▶ Exercise input
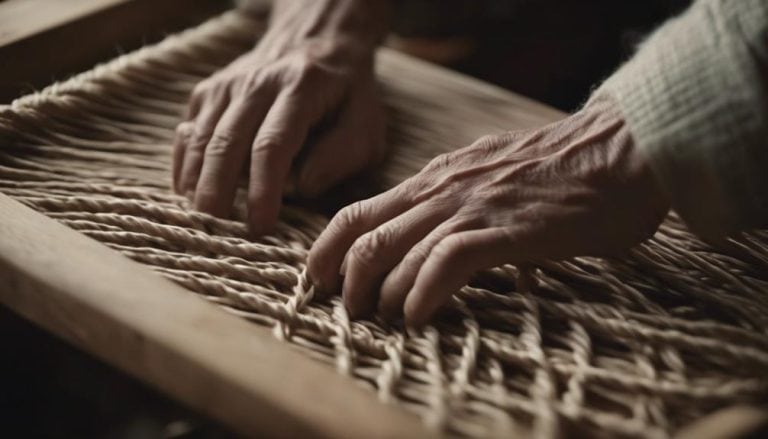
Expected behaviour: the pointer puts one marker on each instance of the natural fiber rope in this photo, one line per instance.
(636, 346)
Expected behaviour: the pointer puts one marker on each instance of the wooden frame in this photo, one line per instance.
(139, 322)
(151, 328)
(46, 40)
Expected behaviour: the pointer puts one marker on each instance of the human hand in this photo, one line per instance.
(314, 64)
(574, 187)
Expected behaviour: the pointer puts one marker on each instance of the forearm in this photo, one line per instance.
(695, 98)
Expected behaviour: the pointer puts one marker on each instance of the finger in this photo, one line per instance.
(180, 141)
(225, 153)
(358, 137)
(400, 280)
(454, 260)
(375, 253)
(194, 151)
(347, 225)
(278, 140)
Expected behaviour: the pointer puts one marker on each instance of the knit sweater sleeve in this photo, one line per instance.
(695, 100)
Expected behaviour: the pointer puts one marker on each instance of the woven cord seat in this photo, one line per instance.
(634, 346)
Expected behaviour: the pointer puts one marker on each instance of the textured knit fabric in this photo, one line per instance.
(695, 99)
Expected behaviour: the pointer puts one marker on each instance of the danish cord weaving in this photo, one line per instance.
(631, 346)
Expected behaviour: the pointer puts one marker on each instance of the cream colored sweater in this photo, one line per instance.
(695, 97)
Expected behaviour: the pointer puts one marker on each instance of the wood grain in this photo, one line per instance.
(219, 364)
(42, 41)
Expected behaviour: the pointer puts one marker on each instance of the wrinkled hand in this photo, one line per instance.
(314, 65)
(575, 187)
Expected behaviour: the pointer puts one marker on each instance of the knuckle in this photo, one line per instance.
(365, 250)
(449, 248)
(351, 214)
(201, 89)
(219, 144)
(266, 145)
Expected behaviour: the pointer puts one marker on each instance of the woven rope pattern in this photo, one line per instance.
(636, 346)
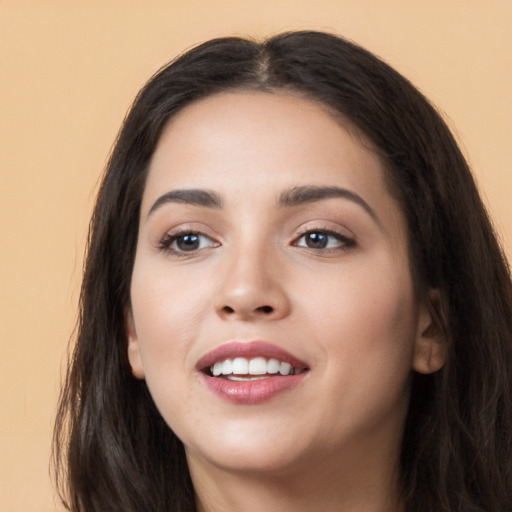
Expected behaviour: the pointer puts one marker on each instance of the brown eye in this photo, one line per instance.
(188, 241)
(316, 240)
(324, 240)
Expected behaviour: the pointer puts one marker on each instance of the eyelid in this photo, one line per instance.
(170, 237)
(346, 241)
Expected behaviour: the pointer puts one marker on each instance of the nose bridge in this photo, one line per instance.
(250, 286)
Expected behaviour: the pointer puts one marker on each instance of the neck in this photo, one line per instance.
(325, 486)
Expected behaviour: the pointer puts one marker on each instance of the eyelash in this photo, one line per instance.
(169, 239)
(345, 243)
(166, 243)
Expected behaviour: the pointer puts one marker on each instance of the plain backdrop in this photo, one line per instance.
(69, 70)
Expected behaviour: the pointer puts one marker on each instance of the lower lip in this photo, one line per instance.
(253, 391)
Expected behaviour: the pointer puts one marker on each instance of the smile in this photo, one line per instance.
(250, 373)
(256, 368)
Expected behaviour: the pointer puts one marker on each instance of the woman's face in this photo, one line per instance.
(269, 242)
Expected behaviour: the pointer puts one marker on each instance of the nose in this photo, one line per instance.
(252, 289)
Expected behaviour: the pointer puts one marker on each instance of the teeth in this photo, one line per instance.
(240, 366)
(284, 368)
(256, 366)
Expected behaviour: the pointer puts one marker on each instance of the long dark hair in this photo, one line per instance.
(112, 449)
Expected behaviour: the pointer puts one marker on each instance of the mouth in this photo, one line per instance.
(257, 368)
(250, 373)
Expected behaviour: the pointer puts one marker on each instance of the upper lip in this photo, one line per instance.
(250, 349)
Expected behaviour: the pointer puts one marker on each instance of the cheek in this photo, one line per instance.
(167, 309)
(367, 323)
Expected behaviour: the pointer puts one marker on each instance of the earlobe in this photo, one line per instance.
(133, 347)
(430, 349)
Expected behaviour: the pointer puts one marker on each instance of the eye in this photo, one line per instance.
(187, 241)
(321, 239)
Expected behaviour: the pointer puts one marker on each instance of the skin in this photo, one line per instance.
(349, 311)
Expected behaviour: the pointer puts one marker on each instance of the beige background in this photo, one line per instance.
(68, 71)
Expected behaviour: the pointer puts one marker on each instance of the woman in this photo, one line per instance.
(293, 298)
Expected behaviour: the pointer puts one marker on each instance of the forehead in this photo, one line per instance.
(248, 137)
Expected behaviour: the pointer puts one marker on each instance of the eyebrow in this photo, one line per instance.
(193, 196)
(296, 196)
(309, 194)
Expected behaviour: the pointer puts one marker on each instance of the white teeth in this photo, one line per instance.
(273, 366)
(256, 366)
(284, 368)
(240, 366)
(217, 369)
(227, 367)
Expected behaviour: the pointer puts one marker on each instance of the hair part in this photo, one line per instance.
(112, 449)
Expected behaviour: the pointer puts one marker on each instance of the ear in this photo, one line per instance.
(431, 347)
(133, 346)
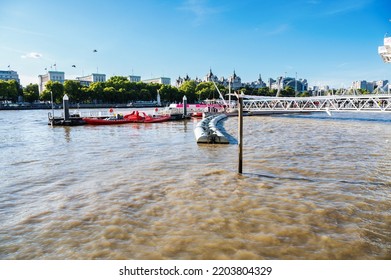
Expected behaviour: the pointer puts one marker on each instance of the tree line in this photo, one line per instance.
(118, 89)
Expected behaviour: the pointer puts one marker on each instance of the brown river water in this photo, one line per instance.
(313, 187)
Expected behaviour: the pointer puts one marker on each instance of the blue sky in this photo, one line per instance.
(327, 42)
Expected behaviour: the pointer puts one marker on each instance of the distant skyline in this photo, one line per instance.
(326, 42)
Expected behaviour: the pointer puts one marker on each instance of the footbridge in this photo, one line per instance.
(337, 103)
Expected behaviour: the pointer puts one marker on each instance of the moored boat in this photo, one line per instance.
(134, 117)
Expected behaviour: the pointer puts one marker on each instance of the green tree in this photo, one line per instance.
(205, 90)
(96, 92)
(265, 91)
(31, 93)
(9, 90)
(288, 92)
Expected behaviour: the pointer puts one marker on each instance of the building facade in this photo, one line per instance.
(93, 78)
(161, 80)
(55, 76)
(134, 79)
(7, 75)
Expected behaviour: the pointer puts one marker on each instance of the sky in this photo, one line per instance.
(326, 42)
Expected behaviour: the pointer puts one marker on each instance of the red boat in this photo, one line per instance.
(144, 118)
(134, 117)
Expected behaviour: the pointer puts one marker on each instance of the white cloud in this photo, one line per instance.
(199, 8)
(32, 55)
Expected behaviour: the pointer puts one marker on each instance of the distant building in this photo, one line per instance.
(300, 85)
(7, 75)
(93, 78)
(56, 76)
(256, 84)
(211, 77)
(134, 79)
(364, 85)
(161, 80)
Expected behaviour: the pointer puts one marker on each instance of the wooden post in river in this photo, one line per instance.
(240, 136)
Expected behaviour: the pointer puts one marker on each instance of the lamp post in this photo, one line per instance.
(184, 106)
(240, 130)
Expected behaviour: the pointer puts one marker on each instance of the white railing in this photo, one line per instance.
(342, 103)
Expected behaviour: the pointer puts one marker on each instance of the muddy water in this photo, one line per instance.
(313, 187)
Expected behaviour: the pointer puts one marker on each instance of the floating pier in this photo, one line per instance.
(207, 132)
(67, 119)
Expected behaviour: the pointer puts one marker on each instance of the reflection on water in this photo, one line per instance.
(312, 188)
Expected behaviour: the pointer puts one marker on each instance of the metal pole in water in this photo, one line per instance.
(65, 102)
(240, 137)
(51, 100)
(184, 106)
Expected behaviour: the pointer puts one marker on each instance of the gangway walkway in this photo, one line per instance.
(340, 103)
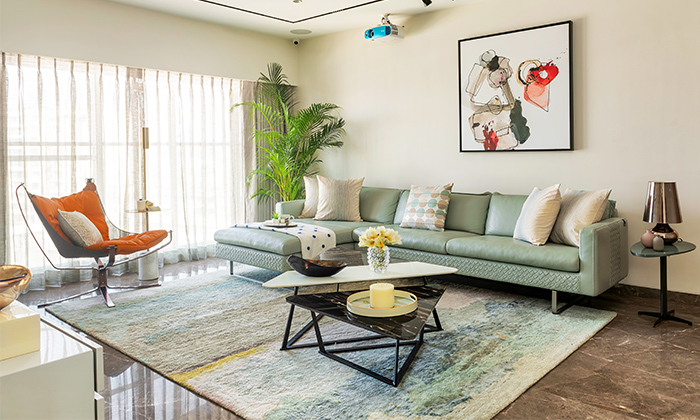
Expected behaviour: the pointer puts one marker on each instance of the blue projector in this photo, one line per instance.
(384, 33)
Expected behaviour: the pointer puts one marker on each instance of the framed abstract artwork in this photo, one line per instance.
(515, 90)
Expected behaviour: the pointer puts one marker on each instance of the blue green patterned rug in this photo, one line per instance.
(220, 336)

▶ Task goal
Convert every item above into a two-column CSV with the header instruction,points. Give one row per item, with its text and its answer each in a single quoted field and any line breaks replaced by spaces. Leave out the pictures.

▶ Response to this task
instruction,points
"Expected behaviour: the pointer puts one marker on each instance of the natural fiber rope in this photo, one line per instance.","(636, 346)"
"Expected behaviour: the pointer puts one marker on each instance of the wooden frame in this photo, one line per instance.","(139, 322) (151, 328) (46, 40)"
"Expected behaviour: the pointer puts one marker on each instance of the human hand in this photo, one line per instance.","(314, 64) (574, 187)"
"Expected behaviour: the pointer puts one marker on each instance of the forearm in this photo, one line per instance.","(695, 98)"
"Expected behaviour: the pointer puts one marker on each instance of the finger in this photo, one line per instance.","(180, 141) (225, 153) (358, 137) (400, 280) (454, 260) (375, 253) (194, 151) (347, 225) (278, 140)"
"Expected behaviour: the pointer puts one marker on each instance of the knit sweater sleeve in this photo, one line per instance.","(695, 100)"
"Expected behaviour: the pointer puts one marker on each instance of the woven cord seat in this photo, one line per instance.","(634, 346)"
"Expected behaviour: the pointer puts one marker on each instance of the textured knit fabric in this photo, one line per instance.","(695, 99)"
"Expected behaviour: the pointer puts one marker on each instance of the danish cord weaving in this photo, one line per instance.","(631, 346)"
"Expected behaviour: the pointer puts one marker on each instance of the cream colored sweater in this photo, one line per instance.","(695, 97)"
"Expected behaviour: the pointer puts one marker on each instance of the wood grain in this photo, one line per instance.","(219, 364) (42, 41)"
"Expected behaviour: the pointer puts one marker on each instance of the wrinkled hand in this photo, one line per instance.","(314, 65) (575, 187)"
"Expected behaviour: the pointer puts one marker on each instance of the knuckle in this photo, one line per instance.","(365, 250) (449, 248) (351, 214) (201, 89) (219, 144) (266, 145)"
"Expected behaviour: the pointer puts one marker on each instance of the woven rope pattern in this photo, one line per instance.","(636, 346)"
"Expected behaviour: the pointer puts one marker on each instance of the brown eye in this photo, one line per instance.","(188, 241) (316, 240) (324, 240)"
"Expected behaviour: the pointer puts one marker on each instance of the eyelid in this photo, one line per instance.","(170, 237) (346, 241)"
"Expected behaviour: the pointer puts one marker on each instance of the nose bridge in this photo, one line per instance.","(250, 286)"
"Expected behaviour: the pointer puts one marker on each instance of the neck in this photo, one line per instance.","(325, 486)"
"Expected behaviour: the pointer puts one marker on each instance of the eyelash in this photo, one line per instance.","(169, 239) (345, 243) (166, 243)"
"Expected behaviour: the pointer puts one marker on each instance of the plain backdrop in this photo, one line per instance.","(69, 70)"
"Expected behaviour: the pointer puts one marker on each instance of the lower lip in this photo, one line per instance.","(253, 391)"
"Expected behaviour: the pointer puts one marker on each instance of the smile in this photo, one line per instance.","(250, 373) (256, 368)"
"Expected behaviour: the pointer puts one marker on each instance of the woman's face in this photo, one line per instance.","(269, 242)"
"Expected behaviour: the pointer puts one marker on each instance of the nose in this photo, one line per instance.","(252, 289)"
"Expected behaviour: the pointer puts one marker on each instance of the teeth in this photo, one line per instance.","(240, 366) (284, 368) (256, 366)"
"Expected behaviour: the pointer puts one marker on each instance of the long dark hair in this photo, one line per instance.","(112, 449)"
"Expected behaviour: the pointer puts one marker on each instance of the mouth in this photo, one line per instance.","(257, 368) (250, 373)"
"Expected behaviour: the pointer puts one marker on each instance of the upper lip in this photo, one line per instance.","(250, 349)"
"Expected behaviour: the pointer puts one marker on each instance of the cheek in this photo, one line per instance.","(167, 309) (367, 323)"
"Expected behaviour: the pointer puts one marker on each instance of the earlobe in this photo, one line per instance.","(133, 347) (430, 349)"
"Expected behaviour: the pointer puts one marker on each instance of the eye in this photo, one line per instance.","(187, 241) (321, 239)"
"Expected behaviour: the pointer puts one marker on each instance of the skin in this photo, one line per instance.","(349, 311)"
"Expected behaviour: the pointer puts one marker on each instance of the beige background in this photo, one line per instance.","(68, 71)"
"Expected behaviour: the pointer puts one marker on each instance of the woman in this photo, one line per instance.","(293, 298)"
"Expected behaviour: the pointer puts one marker on each instance of the forehead in this photo, one line per instance.","(248, 137)"
"Expected behaviour: the pointer puts one marker on each instance of the eyebrow in this photo, one line per instance.","(193, 196) (296, 196) (309, 194)"
"Expected behaviour: the pointer puts one marker on each instance of the white teeth in this photo, one line per instance.","(273, 366) (256, 366) (284, 368) (240, 366) (217, 369) (227, 367)"
"Expected behaviour: the pointer puts one marker on each instance of the hair part in this photo, one line per instance.","(112, 449)"
"Expected behaviour: the pointer puts one marker on each instance of the ear in this photo, one line per instance.","(431, 347) (133, 346)"
"Expected behaviour: the pointer puts one marker on each instance of the tree line in this photo, one line per instance.","(118, 89)"
"Expected behaviour: the pointer puts one marker on each instance of the brown river water in this photo, one line per instance.","(313, 187)"
"Expected behaviour: the pointer puts one marker on each instance of the blue sky in this photo, one line per instance.","(327, 42)"
"Expected behaviour: the pointer puts one marker on each instance of the distant skyline in this photo, one line per instance.","(326, 42)"
"Expected behaviour: the pointer puts one marker on each instance of the footbridge in this photo, one line per instance.","(337, 103)"
"Expected behaviour: the pointer puts one marker on each instance of the moored boat in this photo, one line per instance.","(134, 117)"
"Expected behaviour: the pointer puts one marker on each instance of the green tree in this photo, one line per instance.","(205, 90) (96, 92) (265, 91) (31, 93) (9, 90) (288, 92)"
"Expected behaviour: the pointer puts one marker on each instance of the building facade in this photo, one line per instance.","(93, 78) (161, 80) (55, 76) (134, 79) (7, 75)"
"Expected behaviour: the pointer puts one marker on each instance of the sky in this photo, one line per instance.","(326, 42)"
"Expected behaviour: the pointer puts one marker on each instance of the red boat in this photo, one line per instance.","(144, 118) (134, 117)"
"Expected behaviour: the pointer puts one marker on each instance of the white cloud in this photo, one line per instance.","(199, 8) (32, 55)"
"Expected behaviour: the pointer puts one marker on each instance of the distant building in this photo, one line per instance.","(300, 85) (7, 75) (93, 78) (56, 76) (256, 84) (211, 77) (134, 79) (364, 85) (161, 80)"
"Expected behaviour: the pointer puts one marker on each instance of the wooden post in river in this photo, one line per instance.","(240, 136)"
"Expected behaviour: the pointer puts one marker on each instance of the lamp post in this photo, one line per instance.","(184, 106) (240, 130)"
"Expected behaviour: the pointer puts one marker on each instance of the white railing in this photo, one line per instance.","(342, 103)"
"Expected behaviour: the pointer puts one marker on each instance of the muddy water in this photo, one line per instance.","(313, 187)"
"Expected behaviour: the pointer puts one marker on each instance of the floating pier in this photo, one line per instance.","(207, 132) (67, 119)"
"Expected behaviour: the pointer puts one marker on each instance of the reflection on water in this photo, one line per instance.","(312, 188)"
"Expected behaviour: the pointer puts one marker on each instance of the metal pole in water in this photo, one line per instance.","(65, 102) (240, 137) (51, 100) (184, 106)"
"Expected behaviour: the pointer puts one marker on each instance of the gangway walkway in this photo, one line per instance.","(340, 103)"
"Expected behaviour: the pointer puts one marker on each instance of the blue projector in this photo, one line per instance.","(384, 33)"
"Expected behaviour: the pointer puts one marker on each instance of the framed abstract artwork in this photo, one line per instance.","(515, 90)"
"Expected behaviour: the pointer puts one marker on each instance of the blue green patterned rug in this photo, one line per instance.","(220, 336)"